• _WORK REQUIRED_: Beneath this task are records; print exactly the stretch of them from the line with "Target: green football pitch" through the line with "of the yellow", both ends included.

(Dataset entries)
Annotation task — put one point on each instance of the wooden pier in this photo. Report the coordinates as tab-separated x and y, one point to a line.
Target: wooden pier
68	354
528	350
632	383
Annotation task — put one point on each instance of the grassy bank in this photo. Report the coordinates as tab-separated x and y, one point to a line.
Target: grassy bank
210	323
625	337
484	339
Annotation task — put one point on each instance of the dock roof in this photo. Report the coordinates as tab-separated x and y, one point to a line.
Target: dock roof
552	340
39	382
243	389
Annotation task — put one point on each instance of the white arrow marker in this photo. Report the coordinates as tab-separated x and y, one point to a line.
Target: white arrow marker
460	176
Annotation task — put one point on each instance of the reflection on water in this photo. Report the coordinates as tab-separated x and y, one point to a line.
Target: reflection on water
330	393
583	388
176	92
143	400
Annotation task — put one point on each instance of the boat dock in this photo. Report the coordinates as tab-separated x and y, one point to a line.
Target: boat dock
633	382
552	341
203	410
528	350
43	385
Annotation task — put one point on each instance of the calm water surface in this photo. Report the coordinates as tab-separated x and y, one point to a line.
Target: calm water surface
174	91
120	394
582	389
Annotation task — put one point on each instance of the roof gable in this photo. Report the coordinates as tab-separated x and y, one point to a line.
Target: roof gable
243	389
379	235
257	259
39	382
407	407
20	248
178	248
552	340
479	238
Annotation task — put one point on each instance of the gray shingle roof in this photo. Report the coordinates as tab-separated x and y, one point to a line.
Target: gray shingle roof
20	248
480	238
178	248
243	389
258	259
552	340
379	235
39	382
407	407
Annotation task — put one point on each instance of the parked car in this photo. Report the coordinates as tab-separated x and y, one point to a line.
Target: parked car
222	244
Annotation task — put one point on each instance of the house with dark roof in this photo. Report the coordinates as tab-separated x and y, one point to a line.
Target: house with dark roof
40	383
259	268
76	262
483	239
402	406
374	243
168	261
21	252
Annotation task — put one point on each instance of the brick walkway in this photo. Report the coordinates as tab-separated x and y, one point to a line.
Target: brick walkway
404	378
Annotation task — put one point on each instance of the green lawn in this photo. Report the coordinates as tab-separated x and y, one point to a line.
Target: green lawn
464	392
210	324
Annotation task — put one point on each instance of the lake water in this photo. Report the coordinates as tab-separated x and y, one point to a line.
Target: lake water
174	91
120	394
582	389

--

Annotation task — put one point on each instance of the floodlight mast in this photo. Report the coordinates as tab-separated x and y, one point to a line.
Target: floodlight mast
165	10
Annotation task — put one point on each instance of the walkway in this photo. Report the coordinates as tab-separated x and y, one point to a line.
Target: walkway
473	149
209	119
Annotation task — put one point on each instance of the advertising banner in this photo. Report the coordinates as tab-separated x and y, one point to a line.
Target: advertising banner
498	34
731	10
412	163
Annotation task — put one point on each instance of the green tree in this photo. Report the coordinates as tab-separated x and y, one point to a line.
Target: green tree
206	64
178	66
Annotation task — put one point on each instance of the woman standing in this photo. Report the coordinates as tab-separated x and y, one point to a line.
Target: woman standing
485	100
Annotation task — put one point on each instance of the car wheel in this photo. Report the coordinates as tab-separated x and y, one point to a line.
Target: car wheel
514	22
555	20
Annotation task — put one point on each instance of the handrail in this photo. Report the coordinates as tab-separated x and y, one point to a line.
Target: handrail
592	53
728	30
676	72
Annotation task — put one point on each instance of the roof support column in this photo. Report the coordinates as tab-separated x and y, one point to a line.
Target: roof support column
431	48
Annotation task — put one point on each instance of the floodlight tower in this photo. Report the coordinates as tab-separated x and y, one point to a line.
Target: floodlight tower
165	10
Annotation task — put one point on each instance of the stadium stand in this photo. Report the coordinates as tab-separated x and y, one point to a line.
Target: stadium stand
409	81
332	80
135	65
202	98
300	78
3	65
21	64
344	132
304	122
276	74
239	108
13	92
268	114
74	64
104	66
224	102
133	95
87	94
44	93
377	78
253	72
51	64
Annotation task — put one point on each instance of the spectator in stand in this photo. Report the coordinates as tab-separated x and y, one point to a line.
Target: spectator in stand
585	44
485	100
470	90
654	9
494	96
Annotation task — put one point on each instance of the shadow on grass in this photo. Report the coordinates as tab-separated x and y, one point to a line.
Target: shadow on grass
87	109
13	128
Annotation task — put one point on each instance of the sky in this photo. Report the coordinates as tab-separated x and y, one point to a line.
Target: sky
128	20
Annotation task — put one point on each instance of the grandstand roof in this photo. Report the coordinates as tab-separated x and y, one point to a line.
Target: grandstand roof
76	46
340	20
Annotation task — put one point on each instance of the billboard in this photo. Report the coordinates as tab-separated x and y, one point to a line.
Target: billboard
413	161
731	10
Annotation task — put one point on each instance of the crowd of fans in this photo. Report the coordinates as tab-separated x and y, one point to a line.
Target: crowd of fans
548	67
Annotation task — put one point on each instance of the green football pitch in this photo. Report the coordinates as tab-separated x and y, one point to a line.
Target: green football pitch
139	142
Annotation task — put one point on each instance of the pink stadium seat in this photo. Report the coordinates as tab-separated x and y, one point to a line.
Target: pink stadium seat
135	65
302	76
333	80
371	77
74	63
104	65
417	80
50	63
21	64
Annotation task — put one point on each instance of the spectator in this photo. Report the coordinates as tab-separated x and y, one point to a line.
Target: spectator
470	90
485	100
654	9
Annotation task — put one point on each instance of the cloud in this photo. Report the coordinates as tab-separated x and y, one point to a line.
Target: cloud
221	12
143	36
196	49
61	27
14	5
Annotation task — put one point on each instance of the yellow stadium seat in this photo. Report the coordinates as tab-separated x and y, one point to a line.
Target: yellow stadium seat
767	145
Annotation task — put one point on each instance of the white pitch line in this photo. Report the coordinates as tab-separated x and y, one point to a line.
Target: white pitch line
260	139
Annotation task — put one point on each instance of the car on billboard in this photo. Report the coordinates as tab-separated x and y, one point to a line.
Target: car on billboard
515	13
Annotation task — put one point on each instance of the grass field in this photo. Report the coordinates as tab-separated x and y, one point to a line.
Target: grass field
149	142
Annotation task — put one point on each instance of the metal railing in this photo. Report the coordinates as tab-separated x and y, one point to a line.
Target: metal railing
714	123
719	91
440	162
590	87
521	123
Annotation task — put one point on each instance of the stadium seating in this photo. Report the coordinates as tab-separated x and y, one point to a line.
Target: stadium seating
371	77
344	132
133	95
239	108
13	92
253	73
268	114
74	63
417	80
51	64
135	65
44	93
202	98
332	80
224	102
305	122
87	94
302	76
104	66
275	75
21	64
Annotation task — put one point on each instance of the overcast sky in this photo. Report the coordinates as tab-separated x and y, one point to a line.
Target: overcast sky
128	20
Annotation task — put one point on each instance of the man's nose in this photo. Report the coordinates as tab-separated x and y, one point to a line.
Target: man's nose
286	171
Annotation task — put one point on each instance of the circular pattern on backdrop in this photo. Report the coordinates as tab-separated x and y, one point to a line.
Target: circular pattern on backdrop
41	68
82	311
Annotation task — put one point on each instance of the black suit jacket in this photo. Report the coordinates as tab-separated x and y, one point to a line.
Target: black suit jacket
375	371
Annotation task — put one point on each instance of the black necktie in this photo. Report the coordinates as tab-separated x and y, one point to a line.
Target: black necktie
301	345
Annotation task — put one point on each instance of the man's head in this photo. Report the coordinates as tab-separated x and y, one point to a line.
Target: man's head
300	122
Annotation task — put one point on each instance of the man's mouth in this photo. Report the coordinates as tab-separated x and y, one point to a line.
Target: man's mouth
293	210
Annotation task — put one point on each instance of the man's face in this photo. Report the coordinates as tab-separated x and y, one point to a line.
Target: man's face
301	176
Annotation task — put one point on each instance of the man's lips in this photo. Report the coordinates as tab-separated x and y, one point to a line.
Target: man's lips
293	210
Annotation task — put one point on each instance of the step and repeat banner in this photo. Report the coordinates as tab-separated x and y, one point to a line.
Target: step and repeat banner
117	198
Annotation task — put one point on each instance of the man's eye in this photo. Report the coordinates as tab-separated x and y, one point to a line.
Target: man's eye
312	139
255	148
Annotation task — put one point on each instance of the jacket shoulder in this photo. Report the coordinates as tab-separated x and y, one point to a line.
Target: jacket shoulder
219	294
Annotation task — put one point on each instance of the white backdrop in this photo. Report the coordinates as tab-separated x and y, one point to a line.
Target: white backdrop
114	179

• _WRITTEN RESPONSE_:
Target: green football pitch
139	142
Annotation task — put one point on each instance of the pink stadium seat in this photo. Report the coordinates as tab-separated x and y, one point to a line.
Target: pink stadium seat
135	65
302	76
333	80
371	77
74	63
104	65
417	80
50	63
21	64
Annotation task — put one point on each instance of the spectator in this photo. Report the coordinates as tab-separated x and y, one point to a line.
Target: spectator
470	90
485	100
654	9
Annotation task — put one point on each instance of the cloud in this photo. Report the coordinates as tab-separated x and y, one point to a line.
Target: cloud
221	12
143	36
196	49
61	27
14	5
Annotation task — put one point on each instance of the yellow stadium seat in this photo. Report the coordinates as tab-separated x and y, one point to a line.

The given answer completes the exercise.